(Records from a dataset)
[Start of section]

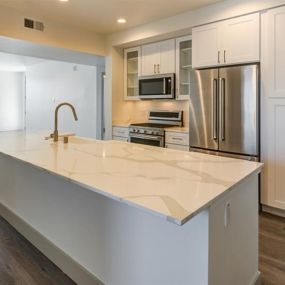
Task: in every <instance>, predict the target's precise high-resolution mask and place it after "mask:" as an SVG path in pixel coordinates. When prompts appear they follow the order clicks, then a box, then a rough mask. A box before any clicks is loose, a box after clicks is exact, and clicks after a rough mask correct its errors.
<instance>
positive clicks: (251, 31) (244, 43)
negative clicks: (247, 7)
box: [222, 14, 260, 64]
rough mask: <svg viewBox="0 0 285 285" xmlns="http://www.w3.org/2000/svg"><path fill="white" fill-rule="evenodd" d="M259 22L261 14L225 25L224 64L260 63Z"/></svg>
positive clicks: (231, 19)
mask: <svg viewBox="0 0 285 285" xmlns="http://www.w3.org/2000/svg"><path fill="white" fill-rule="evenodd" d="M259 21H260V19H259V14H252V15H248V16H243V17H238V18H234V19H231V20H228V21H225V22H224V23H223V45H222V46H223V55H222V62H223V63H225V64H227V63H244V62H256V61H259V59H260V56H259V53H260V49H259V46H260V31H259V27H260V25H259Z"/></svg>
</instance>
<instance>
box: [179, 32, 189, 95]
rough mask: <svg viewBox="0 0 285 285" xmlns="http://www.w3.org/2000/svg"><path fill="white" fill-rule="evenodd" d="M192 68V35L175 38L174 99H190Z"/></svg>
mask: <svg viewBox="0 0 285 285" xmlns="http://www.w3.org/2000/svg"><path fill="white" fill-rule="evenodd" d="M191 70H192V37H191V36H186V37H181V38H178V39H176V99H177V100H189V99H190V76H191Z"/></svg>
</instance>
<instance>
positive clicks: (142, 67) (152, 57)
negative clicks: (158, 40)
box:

[End of section]

• Work request
Rewrite all of the entries above, substituting "coarse mask" for every occurrence of "rough mask" and keeping everything else unchanged. Leave the pictures out.

• Task answer
Task: in every <instance>, predict the target's precise high-resolution mask and place it after "mask:" as an SVG path in pixel coordinates. When prompts appear they follow the order clicks, then a box, then a coarse mask. A box before any clicks is loose, a box after clicks is exact, and clicks after a coarse mask correct its errors.
<instance>
positive clicks: (251, 31) (244, 43)
negative clicks: (247, 7)
box: [222, 14, 260, 64]
coarse mask: <svg viewBox="0 0 285 285" xmlns="http://www.w3.org/2000/svg"><path fill="white" fill-rule="evenodd" d="M259 22L261 14L225 25L224 64L260 63Z"/></svg>
positive clicks: (231, 19)
mask: <svg viewBox="0 0 285 285" xmlns="http://www.w3.org/2000/svg"><path fill="white" fill-rule="evenodd" d="M259 21H260V19H259V14H252V15H248V16H243V17H238V18H234V19H231V20H228V21H225V22H224V23H223V45H222V46H223V55H222V62H223V63H225V64H227V63H244V62H256V61H259V59H260V56H259V53H260V49H259V46H260V31H259V27H260V25H259Z"/></svg>
</instance>
<instance>
box: [179, 32, 189, 95]
coarse mask: <svg viewBox="0 0 285 285" xmlns="http://www.w3.org/2000/svg"><path fill="white" fill-rule="evenodd" d="M192 68V35L175 38L174 99H190Z"/></svg>
mask: <svg viewBox="0 0 285 285" xmlns="http://www.w3.org/2000/svg"><path fill="white" fill-rule="evenodd" d="M191 70H192V37H191V36H186V37H181V38H178V39H176V99H177V100H189V99H190V76H191Z"/></svg>
</instance>
<instance>
positive clicks: (142, 67) (152, 57)
negative clicks: (158, 40)
box:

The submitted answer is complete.